** Opening EXERCISE TEXT block **
Making lots of meatballs with those.
Oh, yeah.
Oh, gamey.
Gamey.
And your final phone call.
Hello, Dave.
Graham and possible guests. This is Steve calling from Niagara, Ontario, calling with an overheard
that I heard about a year ago. So I was a gas station in Welland, Ontario, and there were two men
coming out of the store at the gas station. And they're both wearing like, you know, visibility,
high visibility vests. They're clearly construction workers or working some kind of job like that.
and they've each got a six pack of beer,
and they're about to get into their truck.
And the one guy goes to the other guy,
and he says, are you ready for the best night ever?
And I don't know what they had planned.
I don't know what their objective was for the night.
But, yeah, apparently it was going to be a good time.
** Closing EXERCISE TEXT block **
_QUESTIONS ON THE MATERIAL:_
1: In the call transcript, switch "six pack of beer" for "bag of ice" and write out the passage starting with "and they've each" and going on through "a good time.".
2: Answer these questions from the call transcript, one per line:
(a) Where was the caller calling from?
(b) In what town was the gas station?
(c) About how long ago did the caller overhear the remark?
** Opening EXTRACTED INFORMATION block **
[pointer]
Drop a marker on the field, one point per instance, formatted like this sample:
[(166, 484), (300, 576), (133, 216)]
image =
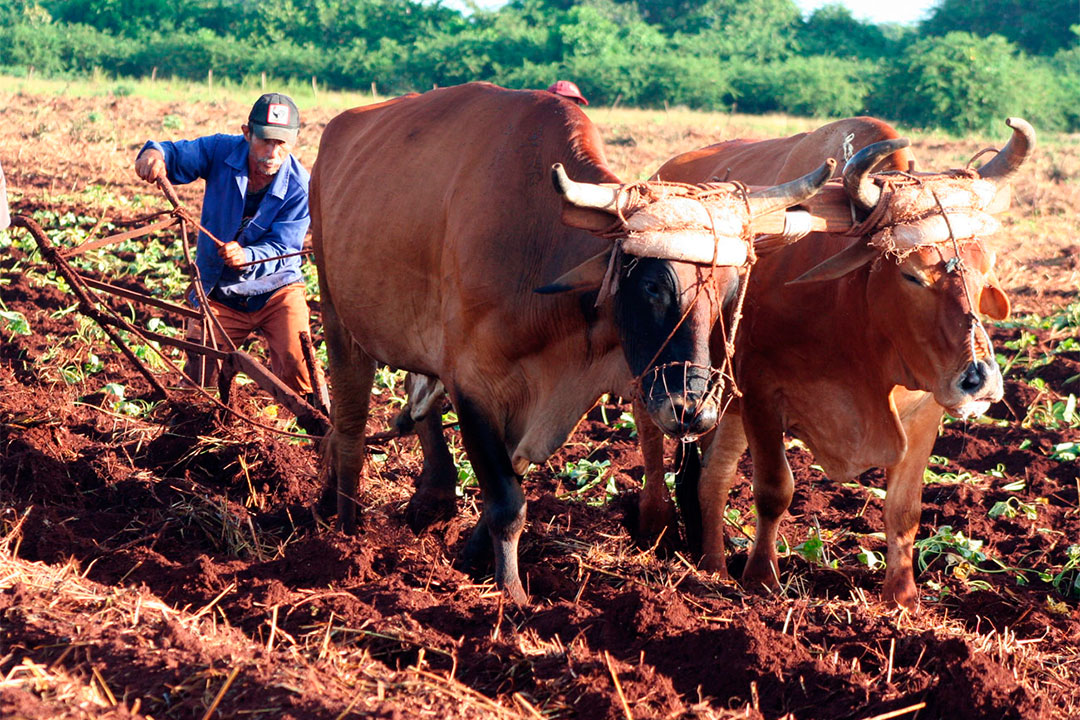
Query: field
[(157, 560)]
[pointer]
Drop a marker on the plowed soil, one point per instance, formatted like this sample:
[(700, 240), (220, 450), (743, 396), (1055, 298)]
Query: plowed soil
[(171, 562)]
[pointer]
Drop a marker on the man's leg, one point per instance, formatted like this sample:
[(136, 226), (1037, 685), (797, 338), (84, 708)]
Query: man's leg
[(282, 320)]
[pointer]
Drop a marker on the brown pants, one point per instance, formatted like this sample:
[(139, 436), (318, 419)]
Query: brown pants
[(281, 320)]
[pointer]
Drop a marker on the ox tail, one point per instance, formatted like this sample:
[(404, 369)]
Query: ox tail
[(687, 478)]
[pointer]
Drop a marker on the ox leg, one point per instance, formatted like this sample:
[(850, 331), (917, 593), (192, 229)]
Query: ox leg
[(503, 516), (656, 512), (352, 372), (435, 497), (717, 473), (903, 503), (773, 487)]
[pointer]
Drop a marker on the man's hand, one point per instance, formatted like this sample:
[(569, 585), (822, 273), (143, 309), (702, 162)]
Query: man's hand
[(232, 254), (150, 165)]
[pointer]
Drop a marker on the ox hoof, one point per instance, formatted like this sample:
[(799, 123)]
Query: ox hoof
[(901, 594), (423, 511), (515, 593), (760, 578), (478, 554), (714, 562), (650, 529)]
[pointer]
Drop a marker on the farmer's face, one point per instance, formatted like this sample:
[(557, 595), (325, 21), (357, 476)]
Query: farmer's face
[(265, 157)]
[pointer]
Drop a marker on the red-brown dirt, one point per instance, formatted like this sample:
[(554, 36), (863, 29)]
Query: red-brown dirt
[(173, 565)]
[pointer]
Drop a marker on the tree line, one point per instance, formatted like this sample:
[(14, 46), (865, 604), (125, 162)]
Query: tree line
[(964, 67)]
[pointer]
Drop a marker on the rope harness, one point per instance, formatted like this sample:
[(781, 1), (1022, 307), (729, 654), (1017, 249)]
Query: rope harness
[(716, 379), (977, 337)]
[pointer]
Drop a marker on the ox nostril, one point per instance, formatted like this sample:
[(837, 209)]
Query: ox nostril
[(704, 419), (973, 378)]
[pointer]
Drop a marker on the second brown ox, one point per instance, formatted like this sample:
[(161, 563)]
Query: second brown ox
[(854, 344)]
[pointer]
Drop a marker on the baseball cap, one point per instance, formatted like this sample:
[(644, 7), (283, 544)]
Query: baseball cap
[(567, 89), (274, 117)]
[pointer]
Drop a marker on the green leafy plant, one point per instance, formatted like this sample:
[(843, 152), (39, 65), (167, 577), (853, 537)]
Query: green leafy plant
[(14, 323), (1012, 507)]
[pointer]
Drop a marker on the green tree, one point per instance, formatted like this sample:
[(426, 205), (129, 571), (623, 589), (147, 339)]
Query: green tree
[(1040, 28), (834, 30), (960, 82)]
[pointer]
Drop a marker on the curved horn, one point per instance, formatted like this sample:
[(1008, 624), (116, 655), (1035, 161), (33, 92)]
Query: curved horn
[(782, 197), (1008, 161), (860, 188), (585, 194)]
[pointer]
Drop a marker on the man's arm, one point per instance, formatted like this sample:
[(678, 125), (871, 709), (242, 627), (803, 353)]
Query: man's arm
[(285, 233), (180, 162)]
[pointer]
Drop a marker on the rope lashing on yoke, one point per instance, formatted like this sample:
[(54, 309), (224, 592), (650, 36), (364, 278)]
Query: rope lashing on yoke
[(956, 265), (885, 222), (715, 379)]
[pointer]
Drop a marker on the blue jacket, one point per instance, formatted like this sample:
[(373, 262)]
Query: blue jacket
[(278, 228)]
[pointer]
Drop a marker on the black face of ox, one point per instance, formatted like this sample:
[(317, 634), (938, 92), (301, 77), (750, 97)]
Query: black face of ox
[(679, 259), (665, 313)]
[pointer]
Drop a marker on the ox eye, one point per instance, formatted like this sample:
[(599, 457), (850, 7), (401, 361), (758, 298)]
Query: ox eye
[(915, 279)]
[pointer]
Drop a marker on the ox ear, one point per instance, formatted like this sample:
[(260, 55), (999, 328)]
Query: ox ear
[(994, 302), (589, 275), (586, 219), (839, 265)]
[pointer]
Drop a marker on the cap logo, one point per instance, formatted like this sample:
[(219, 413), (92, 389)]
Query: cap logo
[(277, 114)]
** Closing EXTRACTED INFORMATION block **
_PER-TASK OUTPUTS:_
1:
and they've each got a bag of ice,
and they're about to get into their truck.
And the one guy goes to the other guy,
and he says, are you ready for the best night ever?
And I don't know what they had planned.
I don't know what their objective was for the night.
But, yeah, apparently it was going to be a good time.

2:
(a) Niagara, Ontario
(b) Welland, Ontario
(c) About a year ago